**Extrait du texte**
⟨
Les clés du passé

Padrao dos Descobrimentos © Allie_Caulfield

Padrao dos Descobrimentos © Allie_Caulfield

Grande puissance mondiale à la Renaissance, le Portugal connut son apogée aux XIVe et XVe siècles en découvrant le monde. Le pays rayonne alors sur quatre continents, et son influence sur l’économie mondiale de l’époque est considérable. Cinq cents ans après l’arrivée du navigateur Vasco da Gama en Inde, le pont du même nom, inauguré pour l’Exposition universelle de 1998, enjambe l’histoire jusqu’à nos jours, comme pour marquer une période de renaissance tant attendue.

Le temps des invasions

Avant Jésus-Christ, l’ouest de la péninsule Ibérique est habitée par des tribus lusitaniennes lorsque les Grecs, puis les Phéniciens, implantent des comptoirs dans le Sud, tandis que les Celtes occupent le Nord. Vers 1200 av. J.-C., Lisbonne est fondée par des marchands, qui gagnent du terrain dans l’estuaire du Tage. Les Carthaginois soumettent le pays jusqu’au IIIe siècle av. J.-C., puis les Romains entament leur grande conquête, qui ne s’achèvera qu’en 61, lorsque César écrasera définitivement la résistance opposée par les tribus. Rome administre la région pendant plusieurs siècles. Au début du Ve siècle, les Vandales, les Suèves et les Wisigoths occupent la majeure partie de la péninsule, mais leurs royaumes ne durent guère. Enfin, la conquête musulmane débute en 711. La présence de la civilisation arabe laisse bizarrement peu de traces – contrairement au sud de l’Espagne – outre les azulejos ou le quartier pittoresque de l’Alfama à Lisbonne…

La formation du royaume

Les temps médiévaux se caractérisent par d’âpres luttes menées par les rois de la première dynastie contre les musulmans et contre les monarchies hispaniques, désireuses d’élargir leur territoire. La Reconquête sur les musulmans qui enflamme alors tout le continent – les croisades en sont le ferment – fait venir dans la péninsule Henri de Bourgogne, appelé à la rescousse par le roi de Léon et de Castille. Pour récompenser la victoire du chevalier, le souverain lui accorde la main de sa fille Teresa, dont la dot se compose du comté de Portucale, région située au nord du fleuve Douro. De cette union naît Afonso Henriques, qui se fait proclamer, après la mort de son père et en intrigant contre sa mère, alors régente, premier roi du Portugal (1140).
⟩
**Lignes de données**
⟨
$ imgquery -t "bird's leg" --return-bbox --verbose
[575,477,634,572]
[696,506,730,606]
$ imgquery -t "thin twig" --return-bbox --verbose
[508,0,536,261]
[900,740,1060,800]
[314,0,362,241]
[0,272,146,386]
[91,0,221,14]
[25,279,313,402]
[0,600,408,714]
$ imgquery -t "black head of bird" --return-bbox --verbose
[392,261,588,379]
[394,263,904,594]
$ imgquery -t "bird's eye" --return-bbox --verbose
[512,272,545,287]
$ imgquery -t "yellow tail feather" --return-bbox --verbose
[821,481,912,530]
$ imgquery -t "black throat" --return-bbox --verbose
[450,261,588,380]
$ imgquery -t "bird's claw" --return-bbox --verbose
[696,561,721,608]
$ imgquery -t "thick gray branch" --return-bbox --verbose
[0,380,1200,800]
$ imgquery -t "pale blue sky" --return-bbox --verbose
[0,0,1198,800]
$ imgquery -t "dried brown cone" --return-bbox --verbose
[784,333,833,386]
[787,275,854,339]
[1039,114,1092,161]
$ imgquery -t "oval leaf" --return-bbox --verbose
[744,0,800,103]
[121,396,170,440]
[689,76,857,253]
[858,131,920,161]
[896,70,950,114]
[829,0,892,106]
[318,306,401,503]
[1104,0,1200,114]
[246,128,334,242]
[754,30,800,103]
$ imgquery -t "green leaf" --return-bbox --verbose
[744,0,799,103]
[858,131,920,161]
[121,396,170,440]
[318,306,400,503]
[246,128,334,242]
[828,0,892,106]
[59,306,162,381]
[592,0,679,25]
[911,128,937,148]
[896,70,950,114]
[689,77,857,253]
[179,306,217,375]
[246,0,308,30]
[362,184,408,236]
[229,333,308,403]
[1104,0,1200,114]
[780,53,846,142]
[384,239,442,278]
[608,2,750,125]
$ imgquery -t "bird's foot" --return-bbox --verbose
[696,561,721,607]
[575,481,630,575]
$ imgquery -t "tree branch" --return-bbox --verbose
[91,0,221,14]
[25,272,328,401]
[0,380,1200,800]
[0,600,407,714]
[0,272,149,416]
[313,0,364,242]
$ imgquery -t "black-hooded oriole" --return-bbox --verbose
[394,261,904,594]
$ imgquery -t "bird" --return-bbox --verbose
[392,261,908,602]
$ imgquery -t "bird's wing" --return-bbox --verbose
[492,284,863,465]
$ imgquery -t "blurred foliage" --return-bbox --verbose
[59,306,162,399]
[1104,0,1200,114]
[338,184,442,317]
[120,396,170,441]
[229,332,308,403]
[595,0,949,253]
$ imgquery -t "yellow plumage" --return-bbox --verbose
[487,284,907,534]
⟩
**Consigne**
Extrayez tel quel, du texte sur l'histoire du Portugal, le passage compris entre « Les clés du » et « renaissance tant attendue. », ces deux bornes incluses. Les lignes n'ont aucun lien avec le texte sur l'histoire du Portugal.

**Résultat attendu**
Les clés du passé

Padrao dos Descobrimentos © Allie_Caulfield

Padrao dos Descobrimentos © Allie_Caulfield

Grande puissance mondiale à la Renaissance, le Portugal connut son apogée aux XIVe et XVe siècles en découvrant le monde. Le pays rayonne alors sur quatre continents, et son influence sur l’économie mondiale de l’époque est considérable. Cinq cents ans après l’arrivée du navigateur Vasco da Gama en Inde, le pont du même nom, inauguré pour l’Exposition universelle de 1998, enjambe l’histoire jusqu’à nos jours, comme pour marquer une période de renaissance tant attendue.